§ **TASK DESCRIPTION**
Please swap "instance" for "occurrence" in every one of the entries below, and return them with nothing else altered.

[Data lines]
"""

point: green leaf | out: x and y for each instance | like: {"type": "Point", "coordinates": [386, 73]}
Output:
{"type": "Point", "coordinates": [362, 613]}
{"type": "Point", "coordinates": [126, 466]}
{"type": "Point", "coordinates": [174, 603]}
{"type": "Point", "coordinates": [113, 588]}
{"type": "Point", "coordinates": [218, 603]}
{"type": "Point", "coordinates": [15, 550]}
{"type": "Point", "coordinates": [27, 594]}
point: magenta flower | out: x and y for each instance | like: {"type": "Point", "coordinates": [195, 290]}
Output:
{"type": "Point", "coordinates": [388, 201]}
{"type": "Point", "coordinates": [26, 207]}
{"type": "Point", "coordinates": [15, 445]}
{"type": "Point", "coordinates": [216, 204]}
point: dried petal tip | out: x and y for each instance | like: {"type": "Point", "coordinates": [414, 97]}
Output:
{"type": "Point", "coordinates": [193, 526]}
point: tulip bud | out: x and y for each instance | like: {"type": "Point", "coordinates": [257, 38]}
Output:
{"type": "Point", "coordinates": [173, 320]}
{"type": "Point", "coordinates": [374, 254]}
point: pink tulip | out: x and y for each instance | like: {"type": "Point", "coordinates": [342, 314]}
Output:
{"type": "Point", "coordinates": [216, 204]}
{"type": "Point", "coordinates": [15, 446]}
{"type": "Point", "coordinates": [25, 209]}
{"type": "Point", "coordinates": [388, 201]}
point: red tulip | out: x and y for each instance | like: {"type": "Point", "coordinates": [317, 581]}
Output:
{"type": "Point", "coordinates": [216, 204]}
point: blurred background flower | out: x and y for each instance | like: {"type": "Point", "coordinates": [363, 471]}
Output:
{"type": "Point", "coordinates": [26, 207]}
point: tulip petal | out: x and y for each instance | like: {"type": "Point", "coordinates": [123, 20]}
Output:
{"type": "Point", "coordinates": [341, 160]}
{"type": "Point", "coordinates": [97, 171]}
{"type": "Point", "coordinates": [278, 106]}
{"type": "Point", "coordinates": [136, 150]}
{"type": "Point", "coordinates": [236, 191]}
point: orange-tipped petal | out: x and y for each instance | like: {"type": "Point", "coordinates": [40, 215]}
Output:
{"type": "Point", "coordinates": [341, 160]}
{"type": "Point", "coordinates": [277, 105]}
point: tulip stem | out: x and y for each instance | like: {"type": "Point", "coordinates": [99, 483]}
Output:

"""

§ **WRITTEN REPLY**
point: green leaf | out: x and y for each occurrence | like: {"type": "Point", "coordinates": [386, 73]}
Output:
{"type": "Point", "coordinates": [362, 613]}
{"type": "Point", "coordinates": [126, 466]}
{"type": "Point", "coordinates": [174, 603]}
{"type": "Point", "coordinates": [113, 588]}
{"type": "Point", "coordinates": [218, 603]}
{"type": "Point", "coordinates": [15, 550]}
{"type": "Point", "coordinates": [27, 594]}
point: magenta flower | out: x and y for each occurrence | like: {"type": "Point", "coordinates": [195, 290]}
Output:
{"type": "Point", "coordinates": [388, 201]}
{"type": "Point", "coordinates": [26, 207]}
{"type": "Point", "coordinates": [15, 445]}
{"type": "Point", "coordinates": [216, 204]}
point: dried petal tip | out: x and y for each occurrence | like: {"type": "Point", "coordinates": [414, 97]}
Output:
{"type": "Point", "coordinates": [193, 526]}
point: tulip bud | out: x and y for each occurrence | like: {"type": "Point", "coordinates": [257, 38]}
Output:
{"type": "Point", "coordinates": [173, 320]}
{"type": "Point", "coordinates": [374, 254]}
point: pink tulip | out: x and y for each occurrence | like: {"type": "Point", "coordinates": [342, 314]}
Output:
{"type": "Point", "coordinates": [216, 204]}
{"type": "Point", "coordinates": [15, 446]}
{"type": "Point", "coordinates": [25, 209]}
{"type": "Point", "coordinates": [388, 201]}
point: red tulip | out: x and y for each occurrence | like: {"type": "Point", "coordinates": [317, 581]}
Output:
{"type": "Point", "coordinates": [216, 204]}
point: blurred background flower | out: x and y for each occurrence | like: {"type": "Point", "coordinates": [363, 471]}
Output:
{"type": "Point", "coordinates": [26, 207]}
point: tulip petal | out: x and y for each occurrence | like: {"type": "Point", "coordinates": [123, 20]}
Output:
{"type": "Point", "coordinates": [341, 160]}
{"type": "Point", "coordinates": [97, 171]}
{"type": "Point", "coordinates": [278, 106]}
{"type": "Point", "coordinates": [136, 150]}
{"type": "Point", "coordinates": [236, 191]}
point: orange-tipped petal | out: x and y for each occurrence | like: {"type": "Point", "coordinates": [40, 215]}
Output:
{"type": "Point", "coordinates": [341, 160]}
{"type": "Point", "coordinates": [277, 105]}
point: tulip stem | out: x and y for each occurrence | like: {"type": "Point", "coordinates": [99, 483]}
Output:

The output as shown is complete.